** Passage to read **

━━━━

Mandela: A legend at 93

PAUL ARHEWE
21/07/2011


 Nelson Rolihlahla Mandela is one of the world’s renowned living personalities; whose fame has gone far across countries beyond the African continent.
No wonder for his recognition, apart from his 6 meter statue at Nelson Mandela Square, Sandton, Johannesburg, there is a bridge named after him in the same city. Also there is a statue of this famous African son in Parliament Square in London and another Mandela Garden in Leeds. This legend, who was at the forefront of the struggle to halt apartheid in South Africa, on Monday clocked 93 years. Prominent world leaders marked the day with encomiums on his many achievements in life.

Background

Mandela was born 18 July 1918 in Mvezo, a small village situated in the district of Umtata, Eastern Cape Province in South Africa. His linage is traced to the cadet branch of the Thembu dynasty. His patrilineal great-grandfather Ngubengcuka (who died in 1832), ruled as king of the Thembu people. One of the king’s sons, named Mandela, became Nelson’s grandfather and the source of his surname.
Mandela’s father, Gadla Henry Mphakanyiswa, served as chief of the town of Mvezo. However, upon alienating the colonial authorities, they deprived Mphakanyiswa of his position, and moved his family to Qunu. Mandela spent much of his childhood. His traditional name Rolihlahla means “to pull a branch of a tree”, or more colloquially, “troublemaker”. Mandela became the first member of his family to attend a school, where his teacher Miss Mdingane gave him the English name “Nelson”. In South Africa, Mandela is often known as Madiba, his Xhosa clan name; or as tata meaning father in Xhosa.
His marital life

His first marriage was to Evelyn Ntoko Mase but broke up in 1957 after 13 years, with two sons, because of his constant absence, devotion to revolutionary agitation and because she was a Jehovah’s Witness. His second marriage was to Winnie Madikizela-mandela. They had two daughters. The marriage ended in separation in April 1992 and divorce was later conducted in March 1996, which was fuelled by political estrangement. He was remarried for the third time in 1998 on his 80th birthday to Graca Machel; widow of Samora Machel the former Mozambican president and ANC ally who was killed in an air crash 12 years earlier.

━━━━

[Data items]
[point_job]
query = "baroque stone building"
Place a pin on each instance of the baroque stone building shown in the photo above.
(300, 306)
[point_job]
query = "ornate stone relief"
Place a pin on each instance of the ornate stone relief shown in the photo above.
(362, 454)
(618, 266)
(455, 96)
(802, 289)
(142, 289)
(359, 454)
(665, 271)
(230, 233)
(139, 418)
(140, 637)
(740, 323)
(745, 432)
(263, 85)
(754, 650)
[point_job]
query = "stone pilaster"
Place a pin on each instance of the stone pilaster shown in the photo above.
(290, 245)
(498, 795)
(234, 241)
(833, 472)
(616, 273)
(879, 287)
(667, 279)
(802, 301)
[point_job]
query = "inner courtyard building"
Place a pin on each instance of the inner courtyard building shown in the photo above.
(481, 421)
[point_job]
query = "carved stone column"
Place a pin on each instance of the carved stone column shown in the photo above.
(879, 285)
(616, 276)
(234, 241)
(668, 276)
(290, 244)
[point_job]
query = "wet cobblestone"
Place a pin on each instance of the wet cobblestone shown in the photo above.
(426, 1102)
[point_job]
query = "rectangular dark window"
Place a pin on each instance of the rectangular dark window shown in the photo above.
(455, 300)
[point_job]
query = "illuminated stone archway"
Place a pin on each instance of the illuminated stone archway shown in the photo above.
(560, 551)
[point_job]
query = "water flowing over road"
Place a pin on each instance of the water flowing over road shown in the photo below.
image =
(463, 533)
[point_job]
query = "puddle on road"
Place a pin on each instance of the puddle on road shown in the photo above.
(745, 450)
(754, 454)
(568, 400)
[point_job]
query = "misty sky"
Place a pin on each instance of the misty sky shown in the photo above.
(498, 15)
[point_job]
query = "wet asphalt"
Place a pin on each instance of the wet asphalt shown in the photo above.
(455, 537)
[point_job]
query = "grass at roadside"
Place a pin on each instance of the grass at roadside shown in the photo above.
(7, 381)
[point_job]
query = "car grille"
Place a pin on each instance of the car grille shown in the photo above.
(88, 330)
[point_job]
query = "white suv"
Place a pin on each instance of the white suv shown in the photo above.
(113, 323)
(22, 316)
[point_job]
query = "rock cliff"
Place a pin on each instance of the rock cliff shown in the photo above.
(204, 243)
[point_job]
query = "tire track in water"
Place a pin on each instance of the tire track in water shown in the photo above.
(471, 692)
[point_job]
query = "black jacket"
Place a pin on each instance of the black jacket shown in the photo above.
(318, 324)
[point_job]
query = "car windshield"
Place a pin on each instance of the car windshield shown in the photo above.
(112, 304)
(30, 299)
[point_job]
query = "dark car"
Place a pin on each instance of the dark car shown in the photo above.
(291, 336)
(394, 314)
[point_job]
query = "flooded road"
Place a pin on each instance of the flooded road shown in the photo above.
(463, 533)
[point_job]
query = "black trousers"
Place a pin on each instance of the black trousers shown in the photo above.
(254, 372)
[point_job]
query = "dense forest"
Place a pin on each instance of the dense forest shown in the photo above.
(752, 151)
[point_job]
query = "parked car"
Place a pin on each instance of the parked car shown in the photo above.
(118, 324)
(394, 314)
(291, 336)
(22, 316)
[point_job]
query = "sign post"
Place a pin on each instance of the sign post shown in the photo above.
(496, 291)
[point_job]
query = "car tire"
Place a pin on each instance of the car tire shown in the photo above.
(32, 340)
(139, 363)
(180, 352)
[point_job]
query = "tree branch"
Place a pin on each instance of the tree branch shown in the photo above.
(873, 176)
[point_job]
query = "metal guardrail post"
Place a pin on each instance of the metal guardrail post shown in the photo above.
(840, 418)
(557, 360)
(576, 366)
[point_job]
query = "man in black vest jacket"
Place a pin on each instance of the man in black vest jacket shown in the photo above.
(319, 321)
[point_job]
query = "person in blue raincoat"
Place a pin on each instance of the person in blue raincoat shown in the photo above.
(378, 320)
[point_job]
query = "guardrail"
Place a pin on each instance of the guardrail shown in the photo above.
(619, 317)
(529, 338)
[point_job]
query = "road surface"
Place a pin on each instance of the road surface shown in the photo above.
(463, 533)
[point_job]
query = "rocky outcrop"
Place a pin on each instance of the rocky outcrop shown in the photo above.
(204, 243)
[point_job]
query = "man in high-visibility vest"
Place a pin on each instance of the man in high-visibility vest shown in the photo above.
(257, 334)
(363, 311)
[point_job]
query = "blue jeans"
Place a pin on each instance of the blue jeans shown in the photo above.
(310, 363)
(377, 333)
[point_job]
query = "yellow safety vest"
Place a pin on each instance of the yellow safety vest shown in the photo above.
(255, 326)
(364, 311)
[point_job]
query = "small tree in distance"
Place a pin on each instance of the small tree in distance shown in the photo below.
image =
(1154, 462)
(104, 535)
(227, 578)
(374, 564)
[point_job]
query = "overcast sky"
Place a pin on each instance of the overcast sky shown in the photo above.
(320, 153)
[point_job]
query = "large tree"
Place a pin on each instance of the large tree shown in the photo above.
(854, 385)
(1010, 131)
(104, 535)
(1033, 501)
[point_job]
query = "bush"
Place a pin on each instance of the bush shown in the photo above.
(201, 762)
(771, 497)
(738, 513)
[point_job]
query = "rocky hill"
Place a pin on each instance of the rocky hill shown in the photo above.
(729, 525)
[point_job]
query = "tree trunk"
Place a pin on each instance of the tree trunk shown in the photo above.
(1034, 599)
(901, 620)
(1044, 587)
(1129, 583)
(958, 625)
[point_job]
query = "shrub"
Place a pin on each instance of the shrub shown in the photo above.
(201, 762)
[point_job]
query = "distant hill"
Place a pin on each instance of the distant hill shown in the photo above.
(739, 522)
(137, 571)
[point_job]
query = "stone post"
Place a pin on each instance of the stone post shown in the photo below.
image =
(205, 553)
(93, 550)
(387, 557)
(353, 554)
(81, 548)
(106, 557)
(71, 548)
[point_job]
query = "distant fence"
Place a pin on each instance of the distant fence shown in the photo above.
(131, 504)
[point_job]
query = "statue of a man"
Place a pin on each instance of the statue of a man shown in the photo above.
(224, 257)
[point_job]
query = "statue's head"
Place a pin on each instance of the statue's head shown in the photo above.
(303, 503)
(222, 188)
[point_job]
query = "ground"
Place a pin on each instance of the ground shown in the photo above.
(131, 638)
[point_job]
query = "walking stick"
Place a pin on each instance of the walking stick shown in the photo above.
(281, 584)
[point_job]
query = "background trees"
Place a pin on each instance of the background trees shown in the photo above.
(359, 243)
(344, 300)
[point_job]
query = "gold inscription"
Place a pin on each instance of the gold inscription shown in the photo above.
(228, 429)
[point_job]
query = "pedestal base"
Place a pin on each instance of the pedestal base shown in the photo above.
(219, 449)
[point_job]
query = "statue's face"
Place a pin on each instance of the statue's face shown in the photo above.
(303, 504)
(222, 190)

━━━━

** Task statement **
According to the profile of Mandela, who gave him the English name "Nelson"?

** Solved problem **
His teacher, Miss Mdingane, gave him the name "Nelson."